**EXERCISE INSTRUCTIONS:** Reproduce every one of the following entries verbatim, character for character.

**DATA SUPPLIED:**
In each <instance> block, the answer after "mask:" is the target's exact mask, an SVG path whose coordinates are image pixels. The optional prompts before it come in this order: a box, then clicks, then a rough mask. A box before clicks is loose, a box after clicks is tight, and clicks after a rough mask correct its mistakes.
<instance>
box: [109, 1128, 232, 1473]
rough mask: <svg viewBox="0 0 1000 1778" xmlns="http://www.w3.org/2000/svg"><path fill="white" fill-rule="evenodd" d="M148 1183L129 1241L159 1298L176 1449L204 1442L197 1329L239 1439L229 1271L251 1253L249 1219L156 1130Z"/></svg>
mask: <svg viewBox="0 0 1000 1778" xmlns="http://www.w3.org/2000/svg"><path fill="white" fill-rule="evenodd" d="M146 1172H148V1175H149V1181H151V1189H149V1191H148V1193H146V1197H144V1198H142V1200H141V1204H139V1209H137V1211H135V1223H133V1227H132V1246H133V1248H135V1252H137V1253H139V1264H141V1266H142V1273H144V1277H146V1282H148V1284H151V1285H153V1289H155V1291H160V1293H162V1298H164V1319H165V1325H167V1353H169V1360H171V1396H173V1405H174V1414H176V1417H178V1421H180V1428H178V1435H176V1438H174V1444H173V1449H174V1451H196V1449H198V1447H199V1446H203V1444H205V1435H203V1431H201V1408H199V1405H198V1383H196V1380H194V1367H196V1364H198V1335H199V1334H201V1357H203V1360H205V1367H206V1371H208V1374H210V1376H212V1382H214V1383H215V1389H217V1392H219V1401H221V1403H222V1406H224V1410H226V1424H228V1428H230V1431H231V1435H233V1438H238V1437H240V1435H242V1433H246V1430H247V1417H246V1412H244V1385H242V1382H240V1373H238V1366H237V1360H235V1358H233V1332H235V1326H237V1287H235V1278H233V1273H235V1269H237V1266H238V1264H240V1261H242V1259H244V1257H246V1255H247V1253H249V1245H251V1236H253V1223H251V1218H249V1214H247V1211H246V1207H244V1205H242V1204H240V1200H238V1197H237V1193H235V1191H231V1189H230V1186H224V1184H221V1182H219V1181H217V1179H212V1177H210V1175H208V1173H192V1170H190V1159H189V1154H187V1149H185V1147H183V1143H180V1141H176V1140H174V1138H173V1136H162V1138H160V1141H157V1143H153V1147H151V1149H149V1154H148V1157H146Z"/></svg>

**EXERCISE RESULT:**
In each <instance> block, the answer after "mask:" is the target's exact mask, an SVG path whose coordinates are image pixels. The optional prompts before it come in this order: a box, then clicks, then a rough mask. A box before clicks is loose, a box after clicks is tight, and clicks after a rough mask correct its mistakes.
<instance>
box: [109, 1128, 232, 1473]
rough mask: <svg viewBox="0 0 1000 1778" xmlns="http://www.w3.org/2000/svg"><path fill="white" fill-rule="evenodd" d="M148 1183L129 1241L159 1298L176 1449L204 1442L197 1329L239 1439L229 1271L251 1253L249 1219L156 1130Z"/></svg>
mask: <svg viewBox="0 0 1000 1778" xmlns="http://www.w3.org/2000/svg"><path fill="white" fill-rule="evenodd" d="M146 1172H148V1175H149V1181H151V1189H149V1191H148V1193H146V1197H144V1198H142V1200H141V1204H139V1209H137V1211H135V1223H133V1227H132V1246H133V1248H135V1252H137V1253H139V1264H141V1266H142V1273H144V1277H146V1282H148V1284H151V1285H153V1289H155V1291H160V1293H162V1298H164V1319H165V1325H167V1353H169V1360H171V1396H173V1405H174V1414H176V1417H178V1421H180V1428H178V1435H176V1438H174V1444H173V1449H174V1451H196V1449H198V1447H199V1446H203V1444H205V1435H203V1431H201V1408H199V1405H198V1383H196V1380H194V1367H196V1364H198V1335H199V1334H201V1357H203V1360H205V1367H206V1371H208V1374H210V1376H212V1382H214V1383H215V1389H217V1392H219V1401H221V1403H222V1406H224V1410H226V1424H228V1428H230V1431H231V1435H233V1438H238V1437H240V1435H242V1433H246V1430H247V1417H246V1412H244V1385H242V1382H240V1373H238V1366H237V1360H235V1358H233V1332H235V1326H237V1287H235V1278H233V1273H235V1269H237V1266H238V1264H240V1261H242V1259H244V1257H246V1255H247V1253H249V1245H251V1236H253V1223H251V1218H249V1214H247V1211H246V1207H244V1205H242V1204H240V1200H238V1197H237V1193H235V1191H231V1189H230V1186H224V1184H221V1182H219V1181H217V1179H212V1177H210V1175H208V1173H192V1170H190V1159H189V1154H187V1149H185V1147H183V1143H180V1141H176V1140H174V1138H173V1136H162V1138H160V1141H157V1143H153V1147H151V1149H149V1154H148V1157H146Z"/></svg>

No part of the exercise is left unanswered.